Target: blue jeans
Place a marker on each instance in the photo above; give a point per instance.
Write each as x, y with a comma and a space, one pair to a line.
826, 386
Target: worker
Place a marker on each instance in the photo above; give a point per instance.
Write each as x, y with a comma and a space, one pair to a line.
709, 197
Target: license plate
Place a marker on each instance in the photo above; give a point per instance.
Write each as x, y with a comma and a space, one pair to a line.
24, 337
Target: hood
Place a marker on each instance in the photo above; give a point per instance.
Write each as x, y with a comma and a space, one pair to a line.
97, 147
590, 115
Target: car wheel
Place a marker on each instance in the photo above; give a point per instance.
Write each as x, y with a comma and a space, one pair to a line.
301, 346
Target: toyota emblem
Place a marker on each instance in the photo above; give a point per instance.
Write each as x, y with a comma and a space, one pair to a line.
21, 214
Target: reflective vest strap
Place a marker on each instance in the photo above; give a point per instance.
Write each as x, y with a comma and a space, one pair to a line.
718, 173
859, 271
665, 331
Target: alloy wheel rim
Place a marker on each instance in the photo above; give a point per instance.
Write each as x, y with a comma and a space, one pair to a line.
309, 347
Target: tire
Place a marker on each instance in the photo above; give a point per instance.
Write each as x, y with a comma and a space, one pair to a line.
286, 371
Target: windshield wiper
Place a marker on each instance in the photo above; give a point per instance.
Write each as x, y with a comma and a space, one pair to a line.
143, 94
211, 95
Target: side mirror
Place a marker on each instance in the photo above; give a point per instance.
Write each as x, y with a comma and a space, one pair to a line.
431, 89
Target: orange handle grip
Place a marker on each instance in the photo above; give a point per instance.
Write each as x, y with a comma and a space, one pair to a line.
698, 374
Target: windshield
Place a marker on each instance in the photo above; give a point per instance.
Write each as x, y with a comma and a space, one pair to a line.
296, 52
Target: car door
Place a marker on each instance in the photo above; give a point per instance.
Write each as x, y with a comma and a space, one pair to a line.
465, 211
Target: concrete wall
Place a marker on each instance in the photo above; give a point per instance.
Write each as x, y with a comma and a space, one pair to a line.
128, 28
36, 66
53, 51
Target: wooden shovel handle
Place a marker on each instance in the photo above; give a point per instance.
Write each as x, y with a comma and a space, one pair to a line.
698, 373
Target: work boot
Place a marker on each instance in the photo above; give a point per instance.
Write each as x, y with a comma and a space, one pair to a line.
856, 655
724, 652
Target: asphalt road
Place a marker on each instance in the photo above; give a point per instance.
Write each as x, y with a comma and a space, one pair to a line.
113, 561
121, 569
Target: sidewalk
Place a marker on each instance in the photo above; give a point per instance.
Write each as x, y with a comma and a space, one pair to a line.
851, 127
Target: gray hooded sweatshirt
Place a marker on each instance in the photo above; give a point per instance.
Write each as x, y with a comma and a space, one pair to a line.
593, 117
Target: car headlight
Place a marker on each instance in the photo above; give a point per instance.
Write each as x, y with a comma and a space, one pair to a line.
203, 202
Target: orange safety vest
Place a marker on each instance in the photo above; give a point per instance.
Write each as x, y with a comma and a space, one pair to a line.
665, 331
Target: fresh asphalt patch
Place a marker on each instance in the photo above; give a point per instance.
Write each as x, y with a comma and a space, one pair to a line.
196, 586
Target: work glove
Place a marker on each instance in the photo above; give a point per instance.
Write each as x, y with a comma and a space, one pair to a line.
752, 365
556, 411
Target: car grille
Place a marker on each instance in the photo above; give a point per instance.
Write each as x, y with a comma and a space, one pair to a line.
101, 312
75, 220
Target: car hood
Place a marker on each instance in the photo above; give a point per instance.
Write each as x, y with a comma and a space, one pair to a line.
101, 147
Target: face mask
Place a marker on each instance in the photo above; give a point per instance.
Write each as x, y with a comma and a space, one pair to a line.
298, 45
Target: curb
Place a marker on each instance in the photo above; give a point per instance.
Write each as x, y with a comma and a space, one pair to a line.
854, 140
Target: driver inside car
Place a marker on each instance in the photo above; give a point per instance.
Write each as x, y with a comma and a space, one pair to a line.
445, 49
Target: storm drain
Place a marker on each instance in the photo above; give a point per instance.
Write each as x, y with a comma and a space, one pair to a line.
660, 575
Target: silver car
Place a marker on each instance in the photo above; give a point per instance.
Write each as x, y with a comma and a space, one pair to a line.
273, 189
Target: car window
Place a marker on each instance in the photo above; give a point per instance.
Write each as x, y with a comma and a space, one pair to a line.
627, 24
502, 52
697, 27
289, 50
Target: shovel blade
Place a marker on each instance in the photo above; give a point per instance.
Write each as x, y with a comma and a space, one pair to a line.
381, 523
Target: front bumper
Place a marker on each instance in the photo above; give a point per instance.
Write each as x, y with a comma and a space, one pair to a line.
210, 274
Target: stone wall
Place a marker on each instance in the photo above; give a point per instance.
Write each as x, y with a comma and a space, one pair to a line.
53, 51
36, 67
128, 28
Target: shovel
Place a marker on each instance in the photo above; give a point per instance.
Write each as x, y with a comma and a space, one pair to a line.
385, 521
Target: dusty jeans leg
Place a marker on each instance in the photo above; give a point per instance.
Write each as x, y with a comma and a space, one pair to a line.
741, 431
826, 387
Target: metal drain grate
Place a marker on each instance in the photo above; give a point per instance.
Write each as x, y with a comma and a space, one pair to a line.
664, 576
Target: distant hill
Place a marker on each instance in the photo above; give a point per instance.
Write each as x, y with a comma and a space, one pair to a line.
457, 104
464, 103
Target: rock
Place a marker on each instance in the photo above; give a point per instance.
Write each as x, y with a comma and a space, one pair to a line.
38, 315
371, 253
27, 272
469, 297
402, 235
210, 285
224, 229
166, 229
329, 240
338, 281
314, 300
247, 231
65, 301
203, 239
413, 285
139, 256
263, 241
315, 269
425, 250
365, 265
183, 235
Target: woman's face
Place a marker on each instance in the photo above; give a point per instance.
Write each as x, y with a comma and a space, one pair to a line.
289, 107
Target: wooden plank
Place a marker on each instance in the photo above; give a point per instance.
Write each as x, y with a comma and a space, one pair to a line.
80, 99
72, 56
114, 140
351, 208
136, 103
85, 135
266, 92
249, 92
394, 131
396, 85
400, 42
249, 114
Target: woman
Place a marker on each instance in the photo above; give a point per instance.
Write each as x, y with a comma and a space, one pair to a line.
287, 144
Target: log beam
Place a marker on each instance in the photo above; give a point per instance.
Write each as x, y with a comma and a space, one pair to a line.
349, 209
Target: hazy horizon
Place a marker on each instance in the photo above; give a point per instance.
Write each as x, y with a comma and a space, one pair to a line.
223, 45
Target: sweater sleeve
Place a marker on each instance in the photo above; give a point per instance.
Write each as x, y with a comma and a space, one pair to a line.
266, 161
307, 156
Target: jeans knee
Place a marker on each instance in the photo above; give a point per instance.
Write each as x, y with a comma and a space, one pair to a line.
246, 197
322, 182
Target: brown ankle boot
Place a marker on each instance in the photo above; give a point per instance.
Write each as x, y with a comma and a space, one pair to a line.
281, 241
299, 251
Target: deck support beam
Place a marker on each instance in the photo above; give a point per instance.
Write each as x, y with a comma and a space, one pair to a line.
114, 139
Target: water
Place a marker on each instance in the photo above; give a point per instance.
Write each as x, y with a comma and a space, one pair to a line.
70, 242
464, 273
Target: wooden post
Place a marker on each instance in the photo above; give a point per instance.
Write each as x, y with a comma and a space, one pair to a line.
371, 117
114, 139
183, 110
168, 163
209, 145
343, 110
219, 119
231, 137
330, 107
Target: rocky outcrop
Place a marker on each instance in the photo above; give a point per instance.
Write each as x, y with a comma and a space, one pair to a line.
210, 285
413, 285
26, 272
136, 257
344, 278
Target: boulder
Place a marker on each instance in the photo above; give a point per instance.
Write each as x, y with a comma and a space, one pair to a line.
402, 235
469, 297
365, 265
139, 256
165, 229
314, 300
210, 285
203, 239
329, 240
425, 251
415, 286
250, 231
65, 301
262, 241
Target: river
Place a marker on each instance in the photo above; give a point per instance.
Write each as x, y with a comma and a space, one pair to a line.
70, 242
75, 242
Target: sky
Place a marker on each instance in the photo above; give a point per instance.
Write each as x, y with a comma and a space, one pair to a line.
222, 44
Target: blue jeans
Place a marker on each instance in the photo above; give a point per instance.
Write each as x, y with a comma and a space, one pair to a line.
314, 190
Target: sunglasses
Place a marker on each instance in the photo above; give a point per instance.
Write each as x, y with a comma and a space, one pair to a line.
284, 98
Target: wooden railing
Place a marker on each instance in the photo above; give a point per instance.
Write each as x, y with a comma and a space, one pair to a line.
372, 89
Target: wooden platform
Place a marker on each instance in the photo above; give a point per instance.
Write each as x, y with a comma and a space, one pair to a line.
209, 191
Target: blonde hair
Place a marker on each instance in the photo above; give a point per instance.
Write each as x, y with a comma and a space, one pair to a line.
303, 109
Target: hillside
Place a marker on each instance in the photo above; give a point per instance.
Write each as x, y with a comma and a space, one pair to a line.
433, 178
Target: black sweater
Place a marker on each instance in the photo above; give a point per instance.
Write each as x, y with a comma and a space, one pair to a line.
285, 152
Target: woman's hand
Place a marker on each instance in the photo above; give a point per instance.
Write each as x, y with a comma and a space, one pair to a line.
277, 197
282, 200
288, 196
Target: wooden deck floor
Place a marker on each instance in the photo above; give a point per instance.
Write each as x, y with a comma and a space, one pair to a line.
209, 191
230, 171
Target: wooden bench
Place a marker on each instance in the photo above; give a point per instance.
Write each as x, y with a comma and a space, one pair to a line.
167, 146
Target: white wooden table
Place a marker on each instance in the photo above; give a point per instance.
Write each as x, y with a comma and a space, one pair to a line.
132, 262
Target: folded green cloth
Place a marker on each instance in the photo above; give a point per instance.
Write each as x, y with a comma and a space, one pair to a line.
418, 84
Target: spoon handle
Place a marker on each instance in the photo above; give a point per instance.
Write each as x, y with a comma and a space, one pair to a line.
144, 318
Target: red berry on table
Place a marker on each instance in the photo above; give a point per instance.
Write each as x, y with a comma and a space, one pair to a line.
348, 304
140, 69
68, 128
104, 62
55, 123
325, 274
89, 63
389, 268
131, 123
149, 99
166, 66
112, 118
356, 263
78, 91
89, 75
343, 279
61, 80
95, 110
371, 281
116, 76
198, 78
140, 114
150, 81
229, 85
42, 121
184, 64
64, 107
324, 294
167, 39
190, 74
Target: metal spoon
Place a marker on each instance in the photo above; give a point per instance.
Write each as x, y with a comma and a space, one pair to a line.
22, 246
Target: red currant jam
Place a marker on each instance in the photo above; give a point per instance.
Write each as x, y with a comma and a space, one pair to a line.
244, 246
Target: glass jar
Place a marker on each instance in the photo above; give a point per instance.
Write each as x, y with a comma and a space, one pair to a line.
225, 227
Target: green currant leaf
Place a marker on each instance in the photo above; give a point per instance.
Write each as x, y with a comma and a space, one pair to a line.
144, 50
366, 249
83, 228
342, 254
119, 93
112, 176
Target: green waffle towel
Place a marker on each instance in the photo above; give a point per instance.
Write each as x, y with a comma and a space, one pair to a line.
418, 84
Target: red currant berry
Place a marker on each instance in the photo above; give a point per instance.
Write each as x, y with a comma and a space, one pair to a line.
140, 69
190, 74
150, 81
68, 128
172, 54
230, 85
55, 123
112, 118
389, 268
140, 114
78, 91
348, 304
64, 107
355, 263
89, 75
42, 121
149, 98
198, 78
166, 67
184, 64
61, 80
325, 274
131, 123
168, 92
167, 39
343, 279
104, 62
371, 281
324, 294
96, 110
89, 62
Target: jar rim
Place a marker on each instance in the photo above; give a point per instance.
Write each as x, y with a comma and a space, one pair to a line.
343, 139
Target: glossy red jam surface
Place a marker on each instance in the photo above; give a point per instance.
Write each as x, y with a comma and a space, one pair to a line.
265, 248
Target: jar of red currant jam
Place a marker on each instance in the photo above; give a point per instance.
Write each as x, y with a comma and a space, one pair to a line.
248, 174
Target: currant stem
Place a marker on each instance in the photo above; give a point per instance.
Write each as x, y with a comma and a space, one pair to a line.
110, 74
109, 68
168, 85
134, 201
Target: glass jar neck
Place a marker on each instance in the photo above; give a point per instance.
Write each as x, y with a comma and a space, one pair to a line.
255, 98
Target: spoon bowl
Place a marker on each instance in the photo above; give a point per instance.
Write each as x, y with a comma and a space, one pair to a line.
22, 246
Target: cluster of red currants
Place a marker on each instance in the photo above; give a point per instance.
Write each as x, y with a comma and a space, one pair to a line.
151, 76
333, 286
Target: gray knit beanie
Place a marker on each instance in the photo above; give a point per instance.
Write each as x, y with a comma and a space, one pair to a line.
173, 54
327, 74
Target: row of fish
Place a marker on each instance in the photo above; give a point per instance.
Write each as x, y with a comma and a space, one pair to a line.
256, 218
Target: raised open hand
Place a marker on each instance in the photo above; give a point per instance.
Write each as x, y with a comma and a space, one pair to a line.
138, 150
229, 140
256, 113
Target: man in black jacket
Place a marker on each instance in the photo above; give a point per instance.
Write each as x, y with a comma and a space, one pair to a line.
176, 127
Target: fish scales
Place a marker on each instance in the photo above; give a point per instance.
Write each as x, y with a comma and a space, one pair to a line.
----------------
Your task is to reproduce, exactly and exclusively, the lines from the one holding "Target: gray knit beanie" through the final line of the listing.

Target: gray knit beanie
Place a marker on each instance in the photo above; give a point per instance.
Write each as x, y with a comma and a space, one pair to a line.
173, 54
327, 74
Target: row of fish
Place a marker on each instance in the photo above; give a point per instance.
Write each as x, y with a comma and a space, one pair to a line.
256, 218
Target: raised open hand
Place a marker on each instance in the photo above; give a point per instance.
Write each as x, y with a comma and a space, one pair to a line.
138, 150
229, 140
256, 113
Target: man in black jacket
Place a marker on each instance in the photo above; give a point per instance.
Write each as x, y with a comma and a space, one pair to a line.
176, 127
Target: fish scales
Place a marker on each instance in the photo above; give a point per instance.
Write each as x, y with a comma and a space, one pair to a line.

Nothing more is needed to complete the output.